(Point annotations for photos)
-- BEGIN --

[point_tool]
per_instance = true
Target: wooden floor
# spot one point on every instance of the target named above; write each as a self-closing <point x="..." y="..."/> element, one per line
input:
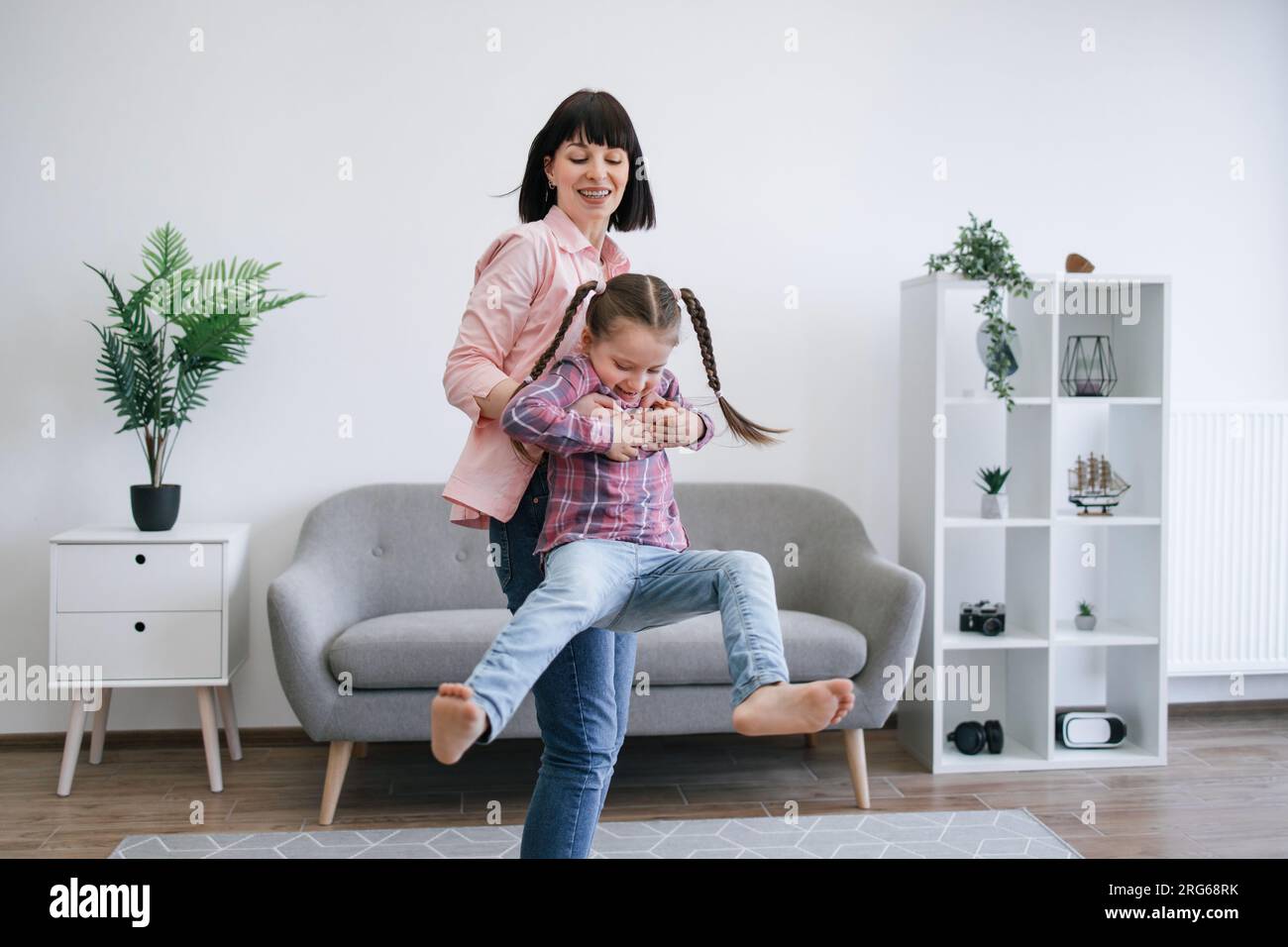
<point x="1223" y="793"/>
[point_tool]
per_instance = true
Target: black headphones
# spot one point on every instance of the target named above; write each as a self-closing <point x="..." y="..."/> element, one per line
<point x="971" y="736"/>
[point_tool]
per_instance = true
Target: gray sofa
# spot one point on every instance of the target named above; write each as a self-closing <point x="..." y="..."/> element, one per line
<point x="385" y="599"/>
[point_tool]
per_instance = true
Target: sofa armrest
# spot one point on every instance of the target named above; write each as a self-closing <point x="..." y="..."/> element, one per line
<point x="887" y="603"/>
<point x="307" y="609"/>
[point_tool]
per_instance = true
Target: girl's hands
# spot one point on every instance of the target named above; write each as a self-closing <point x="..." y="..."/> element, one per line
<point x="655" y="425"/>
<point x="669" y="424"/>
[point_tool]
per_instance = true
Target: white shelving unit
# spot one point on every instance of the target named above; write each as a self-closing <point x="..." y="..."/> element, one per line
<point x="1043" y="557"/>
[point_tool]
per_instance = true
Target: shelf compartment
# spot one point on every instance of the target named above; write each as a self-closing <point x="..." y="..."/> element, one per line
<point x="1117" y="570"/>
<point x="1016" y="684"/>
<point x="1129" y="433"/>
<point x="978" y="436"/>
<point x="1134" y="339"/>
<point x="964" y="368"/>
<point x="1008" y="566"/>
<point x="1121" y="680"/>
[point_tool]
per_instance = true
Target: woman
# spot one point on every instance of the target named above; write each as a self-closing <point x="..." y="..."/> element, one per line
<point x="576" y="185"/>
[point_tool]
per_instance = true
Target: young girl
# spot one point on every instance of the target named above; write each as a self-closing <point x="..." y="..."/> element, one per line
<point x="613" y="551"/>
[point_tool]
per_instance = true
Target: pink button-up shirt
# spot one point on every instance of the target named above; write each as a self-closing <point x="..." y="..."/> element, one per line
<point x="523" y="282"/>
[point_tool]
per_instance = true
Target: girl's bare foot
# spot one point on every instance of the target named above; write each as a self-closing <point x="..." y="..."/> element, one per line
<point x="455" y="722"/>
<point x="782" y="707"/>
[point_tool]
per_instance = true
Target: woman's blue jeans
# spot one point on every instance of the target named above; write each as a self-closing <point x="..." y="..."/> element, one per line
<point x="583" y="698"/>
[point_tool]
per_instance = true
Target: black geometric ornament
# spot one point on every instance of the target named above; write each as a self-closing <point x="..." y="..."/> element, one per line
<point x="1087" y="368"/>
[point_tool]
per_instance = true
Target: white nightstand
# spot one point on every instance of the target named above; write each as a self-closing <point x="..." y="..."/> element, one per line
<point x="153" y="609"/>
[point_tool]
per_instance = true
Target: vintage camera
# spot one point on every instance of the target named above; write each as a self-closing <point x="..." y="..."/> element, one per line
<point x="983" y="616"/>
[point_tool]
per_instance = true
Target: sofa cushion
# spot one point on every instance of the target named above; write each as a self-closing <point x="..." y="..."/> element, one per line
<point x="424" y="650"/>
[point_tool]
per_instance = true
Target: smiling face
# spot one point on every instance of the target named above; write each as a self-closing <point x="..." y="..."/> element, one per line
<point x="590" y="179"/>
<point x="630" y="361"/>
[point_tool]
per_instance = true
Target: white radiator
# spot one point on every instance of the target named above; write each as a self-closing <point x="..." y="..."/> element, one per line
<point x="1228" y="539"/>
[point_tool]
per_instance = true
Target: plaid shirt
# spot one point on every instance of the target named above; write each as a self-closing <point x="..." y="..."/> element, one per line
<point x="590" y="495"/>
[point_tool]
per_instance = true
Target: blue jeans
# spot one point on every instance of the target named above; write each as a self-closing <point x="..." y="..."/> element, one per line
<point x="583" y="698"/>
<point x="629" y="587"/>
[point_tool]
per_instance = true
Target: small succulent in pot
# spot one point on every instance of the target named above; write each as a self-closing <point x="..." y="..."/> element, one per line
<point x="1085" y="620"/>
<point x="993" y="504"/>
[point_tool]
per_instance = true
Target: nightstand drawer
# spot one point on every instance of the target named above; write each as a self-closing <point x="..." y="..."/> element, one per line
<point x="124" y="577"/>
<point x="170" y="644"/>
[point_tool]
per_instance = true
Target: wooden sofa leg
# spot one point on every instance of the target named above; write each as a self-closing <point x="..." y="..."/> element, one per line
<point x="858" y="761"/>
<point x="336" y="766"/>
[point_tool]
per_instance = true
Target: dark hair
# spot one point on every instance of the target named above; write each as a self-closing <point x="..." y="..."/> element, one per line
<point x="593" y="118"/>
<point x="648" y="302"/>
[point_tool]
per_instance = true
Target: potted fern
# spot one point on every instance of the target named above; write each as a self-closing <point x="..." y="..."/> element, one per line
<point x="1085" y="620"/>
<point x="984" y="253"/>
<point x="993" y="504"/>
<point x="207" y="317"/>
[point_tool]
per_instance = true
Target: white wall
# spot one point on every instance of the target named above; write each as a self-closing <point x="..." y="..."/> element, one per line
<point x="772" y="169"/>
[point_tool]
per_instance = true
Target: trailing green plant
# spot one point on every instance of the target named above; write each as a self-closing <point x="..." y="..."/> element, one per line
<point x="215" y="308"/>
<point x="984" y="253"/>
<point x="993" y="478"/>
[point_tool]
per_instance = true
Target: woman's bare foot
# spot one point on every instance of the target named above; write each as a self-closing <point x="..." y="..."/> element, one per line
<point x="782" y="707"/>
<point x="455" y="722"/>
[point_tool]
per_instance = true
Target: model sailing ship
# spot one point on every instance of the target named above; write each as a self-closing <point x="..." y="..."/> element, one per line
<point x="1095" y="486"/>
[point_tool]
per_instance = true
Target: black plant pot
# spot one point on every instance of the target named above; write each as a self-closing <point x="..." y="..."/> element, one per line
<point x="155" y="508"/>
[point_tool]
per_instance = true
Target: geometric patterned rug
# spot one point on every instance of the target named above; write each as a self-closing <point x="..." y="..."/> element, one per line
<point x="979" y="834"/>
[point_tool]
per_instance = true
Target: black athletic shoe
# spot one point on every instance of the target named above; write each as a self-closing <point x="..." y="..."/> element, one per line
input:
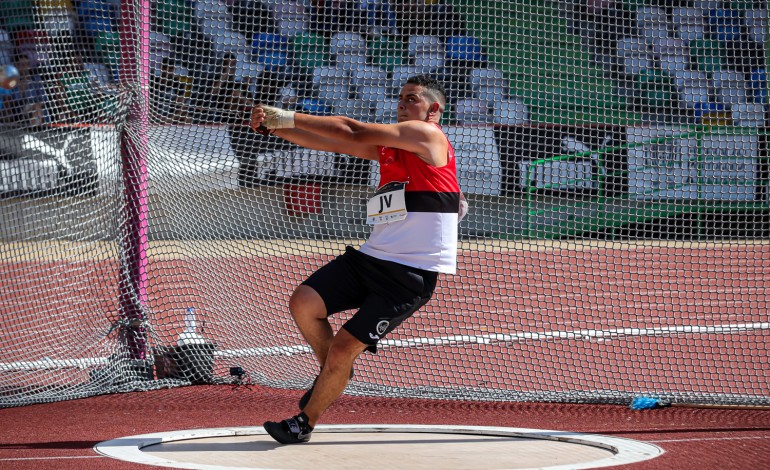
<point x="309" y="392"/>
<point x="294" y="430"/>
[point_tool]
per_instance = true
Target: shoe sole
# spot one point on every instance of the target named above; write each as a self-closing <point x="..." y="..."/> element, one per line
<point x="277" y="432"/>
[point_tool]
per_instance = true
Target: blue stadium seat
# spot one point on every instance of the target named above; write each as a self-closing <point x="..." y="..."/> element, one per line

-- END --

* _CHALLENGE_: Extract every line of the records above that contains the word "woman".

* _SOLVED PROBLEM_:
Target: woman
Target: woman's blue jeans
Target: woman's bare foot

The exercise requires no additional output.